**What to do:** Reproduce the listing below word for word, from the line containing "Kindly give the mask of every instance of the tinted" through the final line of the listing, both ends included. Leave the pictures out of your reply.

**Data for processing:**
________________

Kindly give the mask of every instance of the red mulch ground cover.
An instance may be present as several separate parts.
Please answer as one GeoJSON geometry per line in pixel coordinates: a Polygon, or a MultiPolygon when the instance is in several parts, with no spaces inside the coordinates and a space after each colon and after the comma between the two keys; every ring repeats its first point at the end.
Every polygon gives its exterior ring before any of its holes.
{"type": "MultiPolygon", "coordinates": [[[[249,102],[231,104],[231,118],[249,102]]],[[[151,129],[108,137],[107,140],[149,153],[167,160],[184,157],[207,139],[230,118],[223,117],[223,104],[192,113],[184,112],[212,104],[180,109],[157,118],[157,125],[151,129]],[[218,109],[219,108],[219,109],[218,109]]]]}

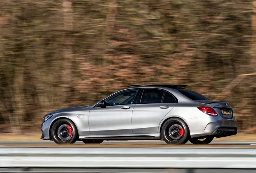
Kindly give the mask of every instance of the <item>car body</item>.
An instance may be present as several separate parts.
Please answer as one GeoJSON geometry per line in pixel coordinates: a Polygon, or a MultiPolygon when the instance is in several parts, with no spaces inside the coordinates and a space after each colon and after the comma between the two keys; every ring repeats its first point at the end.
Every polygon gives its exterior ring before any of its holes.
{"type": "Polygon", "coordinates": [[[131,139],[207,144],[237,133],[229,102],[210,100],[186,86],[134,85],[90,106],[50,113],[43,117],[41,139],[59,144],[131,139]]]}

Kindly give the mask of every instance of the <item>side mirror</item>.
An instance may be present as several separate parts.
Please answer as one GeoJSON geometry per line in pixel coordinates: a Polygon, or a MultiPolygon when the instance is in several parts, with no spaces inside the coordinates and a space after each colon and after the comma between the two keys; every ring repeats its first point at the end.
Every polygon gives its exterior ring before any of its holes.
{"type": "Polygon", "coordinates": [[[99,105],[101,108],[104,108],[106,107],[106,101],[104,100],[102,100],[99,103],[99,105]]]}

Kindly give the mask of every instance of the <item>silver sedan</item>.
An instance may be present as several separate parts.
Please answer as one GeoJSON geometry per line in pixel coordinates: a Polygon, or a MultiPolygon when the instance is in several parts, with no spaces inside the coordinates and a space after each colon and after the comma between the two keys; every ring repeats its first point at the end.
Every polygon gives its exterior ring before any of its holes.
{"type": "Polygon", "coordinates": [[[229,102],[210,100],[186,86],[133,85],[90,106],[50,113],[43,119],[41,139],[58,144],[160,139],[206,144],[237,133],[229,102]]]}

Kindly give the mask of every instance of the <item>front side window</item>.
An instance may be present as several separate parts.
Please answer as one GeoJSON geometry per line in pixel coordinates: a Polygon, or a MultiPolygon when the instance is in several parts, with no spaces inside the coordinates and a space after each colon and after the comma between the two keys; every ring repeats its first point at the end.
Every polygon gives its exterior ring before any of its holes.
{"type": "Polygon", "coordinates": [[[164,91],[157,89],[145,89],[140,103],[161,103],[164,91]]]}
{"type": "Polygon", "coordinates": [[[138,89],[126,91],[116,94],[106,100],[107,105],[132,104],[138,91],[138,89]]]}

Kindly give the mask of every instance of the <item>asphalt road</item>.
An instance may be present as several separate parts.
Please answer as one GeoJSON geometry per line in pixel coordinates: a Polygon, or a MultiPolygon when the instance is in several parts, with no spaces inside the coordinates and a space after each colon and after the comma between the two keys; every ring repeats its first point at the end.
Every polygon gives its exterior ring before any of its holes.
{"type": "MultiPolygon", "coordinates": [[[[82,141],[76,141],[73,145],[84,145],[85,144],[82,141]]],[[[162,144],[167,145],[164,141],[104,141],[101,144],[109,145],[113,144],[162,144]]],[[[215,145],[256,145],[256,142],[230,142],[230,141],[213,141],[210,144],[215,145]]],[[[57,145],[54,141],[0,141],[0,147],[4,147],[5,146],[12,145],[57,145]]],[[[186,145],[193,145],[189,141],[188,142],[186,145]]]]}

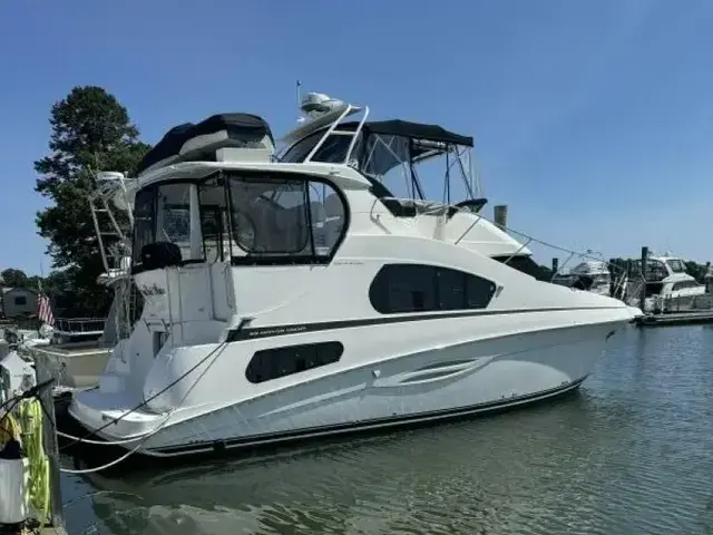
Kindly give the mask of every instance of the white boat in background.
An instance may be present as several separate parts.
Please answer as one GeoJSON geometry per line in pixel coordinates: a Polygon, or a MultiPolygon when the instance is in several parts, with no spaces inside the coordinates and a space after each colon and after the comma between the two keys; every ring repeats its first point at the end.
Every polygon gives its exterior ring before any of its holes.
{"type": "Polygon", "coordinates": [[[279,160],[244,114],[146,156],[119,203],[144,308],[74,395],[86,429],[180,456],[519,406],[576,389],[641,313],[524,272],[526,244],[479,213],[471,137],[318,94],[303,110],[279,160]],[[440,202],[417,171],[437,158],[440,202]]]}
{"type": "Polygon", "coordinates": [[[557,274],[553,282],[577,290],[586,290],[597,295],[611,295],[612,274],[603,260],[588,259],[575,265],[566,274],[557,274]]]}
{"type": "Polygon", "coordinates": [[[651,254],[646,260],[645,270],[642,261],[632,264],[632,279],[628,283],[627,295],[632,305],[639,302],[644,285],[644,312],[674,312],[696,309],[705,301],[704,308],[710,307],[706,299],[706,286],[701,284],[686,272],[683,259],[670,253],[664,255],[651,254]],[[701,303],[697,303],[701,301],[701,303]]]}

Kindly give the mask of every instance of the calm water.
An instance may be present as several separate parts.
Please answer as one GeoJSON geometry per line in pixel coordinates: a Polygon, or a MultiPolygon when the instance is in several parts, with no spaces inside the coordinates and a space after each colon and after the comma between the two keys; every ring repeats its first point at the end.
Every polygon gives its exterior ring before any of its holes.
{"type": "Polygon", "coordinates": [[[66,477],[72,535],[713,534],[713,329],[619,335],[547,406],[271,459],[66,477]]]}

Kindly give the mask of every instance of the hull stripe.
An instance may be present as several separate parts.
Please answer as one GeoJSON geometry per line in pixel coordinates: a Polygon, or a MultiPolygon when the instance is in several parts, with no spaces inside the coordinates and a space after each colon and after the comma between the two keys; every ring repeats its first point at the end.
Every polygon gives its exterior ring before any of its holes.
{"type": "Polygon", "coordinates": [[[265,435],[254,435],[251,437],[241,437],[235,439],[215,440],[215,441],[196,441],[186,445],[167,446],[163,448],[150,448],[148,450],[139,450],[144,455],[172,457],[188,454],[199,454],[209,451],[219,451],[224,449],[240,449],[248,447],[257,447],[268,444],[287,442],[300,439],[335,436],[343,434],[352,434],[358,431],[375,430],[380,428],[390,428],[398,426],[408,426],[421,422],[438,421],[446,419],[455,419],[459,417],[466,417],[476,415],[479,412],[495,411],[499,409],[506,409],[508,407],[515,407],[517,405],[524,405],[527,402],[535,402],[555,396],[564,395],[578,388],[586,379],[586,376],[576,381],[561,385],[549,390],[543,390],[539,392],[516,396],[497,401],[489,401],[486,403],[478,403],[468,407],[458,407],[455,409],[434,410],[429,412],[421,412],[418,415],[407,416],[392,416],[385,418],[373,419],[361,422],[339,424],[324,427],[312,427],[306,429],[299,429],[295,431],[286,432],[273,432],[265,435]]]}
{"type": "MultiPolygon", "coordinates": [[[[291,323],[283,325],[245,327],[231,329],[227,333],[227,342],[241,340],[254,340],[257,338],[284,337],[303,332],[326,331],[333,329],[351,329],[354,327],[382,325],[389,323],[406,323],[411,321],[452,320],[458,318],[475,318],[485,315],[515,315],[534,312],[575,312],[583,310],[619,310],[622,307],[577,307],[577,308],[548,308],[548,309],[512,309],[512,310],[469,310],[439,313],[411,313],[408,315],[384,315],[379,318],[365,318],[360,320],[321,321],[312,323],[291,323]]],[[[628,320],[621,320],[622,323],[628,320]]]]}

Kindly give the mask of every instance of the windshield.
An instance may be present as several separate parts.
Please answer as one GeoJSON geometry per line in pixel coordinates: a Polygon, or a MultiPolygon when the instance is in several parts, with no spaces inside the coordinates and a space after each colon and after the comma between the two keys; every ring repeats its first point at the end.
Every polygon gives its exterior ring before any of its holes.
{"type": "Polygon", "coordinates": [[[160,243],[180,262],[326,262],[346,231],[334,186],[284,172],[152,185],[137,193],[134,216],[135,268],[160,243]]]}
{"type": "Polygon", "coordinates": [[[686,265],[681,260],[667,260],[666,263],[673,273],[685,273],[686,265]]]}

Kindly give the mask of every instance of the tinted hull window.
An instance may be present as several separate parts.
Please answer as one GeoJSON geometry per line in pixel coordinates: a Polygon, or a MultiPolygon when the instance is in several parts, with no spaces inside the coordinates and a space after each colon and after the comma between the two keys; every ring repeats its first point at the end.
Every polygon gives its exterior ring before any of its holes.
{"type": "Polygon", "coordinates": [[[343,352],[344,347],[340,342],[263,349],[251,359],[245,377],[253,383],[270,381],[338,362],[343,352]]]}
{"type": "Polygon", "coordinates": [[[369,289],[372,307],[382,314],[485,309],[496,284],[458,270],[419,264],[388,264],[369,289]]]}

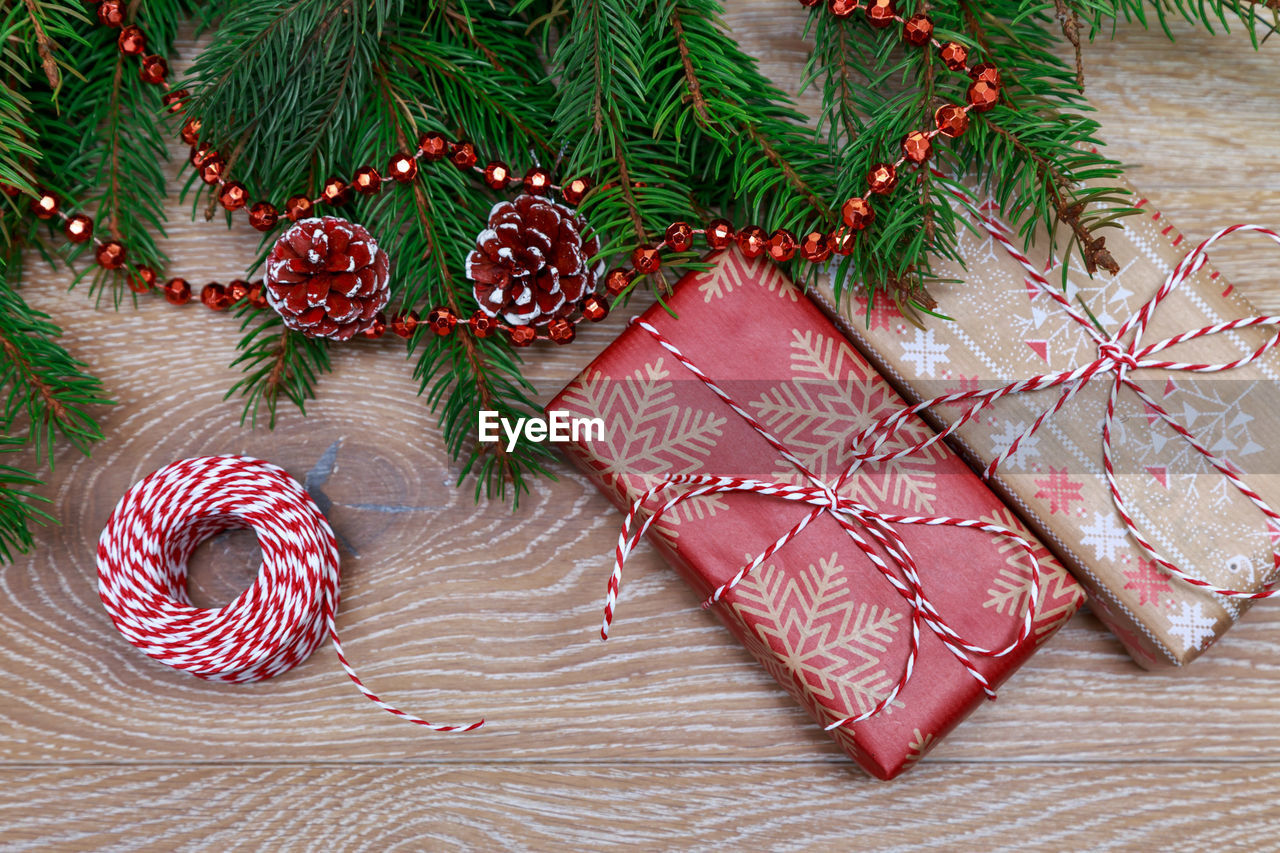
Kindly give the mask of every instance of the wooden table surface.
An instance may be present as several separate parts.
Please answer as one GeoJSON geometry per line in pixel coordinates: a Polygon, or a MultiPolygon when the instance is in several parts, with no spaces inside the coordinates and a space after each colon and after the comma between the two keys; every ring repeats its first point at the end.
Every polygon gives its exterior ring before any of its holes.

________________

**Task answer:**
Kindly give the mask of every instance of the tinted hull window.
An instance may be present as several separate parts.
Please answer as one GeoJSON geometry per line in pixel coordinates: a Polygon, or a MultiPolygon when the instance is in several parts, with no spaces inside the coordinates and a space after each colon and after the comma between the two keys; every ring repeats its first point at the end.
Every polygon gives its exterior ring before any of its holes.
{"type": "Polygon", "coordinates": [[[343,352],[344,347],[340,342],[263,349],[251,359],[245,377],[253,383],[270,381],[338,362],[343,352]]]}
{"type": "Polygon", "coordinates": [[[369,289],[372,307],[382,314],[485,309],[496,284],[458,270],[419,264],[388,264],[369,289]]]}

Kindly give the mask of every instance of the wooden table surface.
An instance may be present as several separate parts.
Please answer as one GeoJSON geometry per line in pixel coordinates: a Polygon, or a MultiPolygon when the instance is in several parts, with no spaces inside the coordinates and a space after each colon and after the comma between the two keys; every ring repeats its first point at the end.
Every polygon gives its exterior ring before any of its holes.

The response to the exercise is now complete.